*Text provided*:
⁂

Ten years. That's how long I've been blogging Grab Your Fork. Things have changed so much in the world of blogging (for the first two years at least I had to swap the words "food blog" for "food website" just so people knew what I was talking about) but one thing remained the same: my love of food.
Okay I tell a lie. Even my love of food has changed. Ten years ago, nothing excited me more than the idea of a buffet. Degustations were an intimidating luxury, but something I was fascinated by all the same. Starting a blog in 2004 gave me an outlet for writing, it gave me an excuse for eating (hell yeah!), but over the years it's also made me realise how little I know about food, and how much more there is to learn.
Cafe Paci on the former Cafe Pacifico Mexican Cantina site
Over ten years I've eaten at and blogged about a lot of meals. This is post number 1,759. These days I get more excited about street food abroad and local family-run casual eateries than most fine dining. There's a sense of honesty and soul in cheap eating, but at the more expensive end of town, expertise and creativity can sometimes harmonise into a wonderfully bewildering ride for your tastebuds.
Fancy degustations with truffles and foie gras can be a treat, but a deftly guided adventure into unchartered territory with the commonest of ingredients can often feel much more rewarding. That's really why I enjoyed my recent meal at Cafe Paci so much, a temporary pop-up by ex-Marque chef Pasi Petanen on the former Cafe Pacifico site in Darlinghurst.
Cafe Paci dining room
They've kept much of its former Mexican cantina history intact, from the brightly coloured stairs leading you up from the street, to the neon sign out the front. All they've done to the sign is remove some of the neon tubing, converting Cafe Pacifico to Cafe Paci - to be pronounced just like his name, Pasi says (it's pah-si).
On the dining room floor, however, the chairs, tables, walls and floorboards are a sea of monochromatic greys. The only bursts of colour come from people's clothing, and the food that arrives on each plate.

⁂

*List of tasks*:
- a) Decide whether each statement below agrees with the blog post about Cafe Paci. Answer yes or no for each, and quote the words from the post that decide it.
(i) The blog was started in 2004.
(ii) The dining room at Cafe Paci is decorated in bright colors.
(iii) The old neon sign out the front was replaced with a new one.
- b) Extend the blog post about Cafe Paci past its final sentence, keeping the same first-person voice.

*Data extract*:
⁂

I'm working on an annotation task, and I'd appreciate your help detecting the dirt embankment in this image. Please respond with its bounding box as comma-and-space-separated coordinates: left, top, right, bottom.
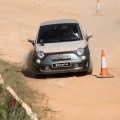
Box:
0, 0, 120, 120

⁂

*Task-by-task results*:
- a)
(i) Yes: "Starting a blog in 2004 gave me an outlet for writing"
(ii) No: "the chairs, tables, walls and floorboards are a sea of monochromatic greys"
(iii) No: "All they've done to the sign is remove some of the neon tubing"

- b)
Snacks: salt and vinegar crispy barramundi skin, sweetcorn with butter and shichimi togarashi, and rye crostini with dehydrated duck
The seasonal degustation menu ($85) reveals only a list of ingredients, many of which don't seem to go together at first glance (malt, banana, parsley... really?). We start with "snacks" and it's only when the waiter arrives with our first set of plates that we learn (and see) what we'll be having.
The curls of crispy barramundi skin have a tangy salt and vinegar seasoning that gets our tastebuds roaring into gear. Discs of juicy sweetcorn look more like wagon wheels, coated liberally in shichimi togarashi, a Japanese seasoning made from seven spices that includes chilli pepper, black sesame seed and nori seaweed.
It's hard not to marvel at the wafer-thin rounds of rye crostini, but the dehydrated duck is even more entrancing, like a pile of snow that's settled across a swathe of butter and one fallen rose petal.
Tribute to Cafe Pacifico: rye taco with sticky rice, egg butter, sour onions and chives
Cafe Pacifico gets another acknowledgement with the final snack, a rye taco filled with what sounds like a nonsensical mix of sticky rice, egg butter, sour onions and chives. The tastebuds hear a different story, the flavours melding together into something strangely reassuring and comforting.
Fermented potato and rye bread with molasses
I'd been looking forward to the rye bread ever since it popped up on my Instagram feed. The sheen on the loaf is incredible, a coat of molasses that lures us in with its faint smell of sweetness.
Inside the potato and rye bread
The fermented potato and rye bread takes three days to make. We score half a loaf each, served with a pat of house-made butter. The bread has a reassuring weighty density but the crumb itself is soft and springy. The molasses adds a hint of toffee to each mouthful of chewy and slightly sticky crust.
Blue swimmer crab with sorrel and plum
I'm blown away by the blue swimmer crab with sorrel and plum. There's an impressive level of elegance and restraint in its presentation: three little mounds of crab hidden beneath overlapping slices of plum. The plum adds a refreshing lightness to the crab but its the flavour of the crab itself that is a marvel - after hand-picking the crab meat, the juice from the crab is incorporated into the mayonnaise, creating a flavour so intense it feels like you're standing knee-deep in water and eating it straight from the sea.
That's Amore: Angus tartare, tomato, parmesan, garlic and oregano
We'd already tried That's Amore at Rootstock Sydney. They don't serve it in a pizza box here, but the combination of hand-chopped Angus tartare, tomato, parmesan, garlic and onion tastes just like our waiter describes: "a bit like a calzone". Toasted rye breadcrumbs add a textural crunch. It seems a little bit of a shame to overwhelm the sweetness of raw Angus beef with so many other flavours, but I reckon if you weren't already a fan of tartare, you'd be easily won over by this rendition.
Onion, lemon vinegar, mullet roe and hazelnut
Onions don't often get centre stage, but here they're given star billing. White pearl onions are cooked in lemon vinegar then served up with a sauce made from sea mullet roe and bonus nuggets of toasted hazelnuts. It's sweet and salty, nutty and creamy, and working your way gradually through the flower of onion petals is way more fun that it should be.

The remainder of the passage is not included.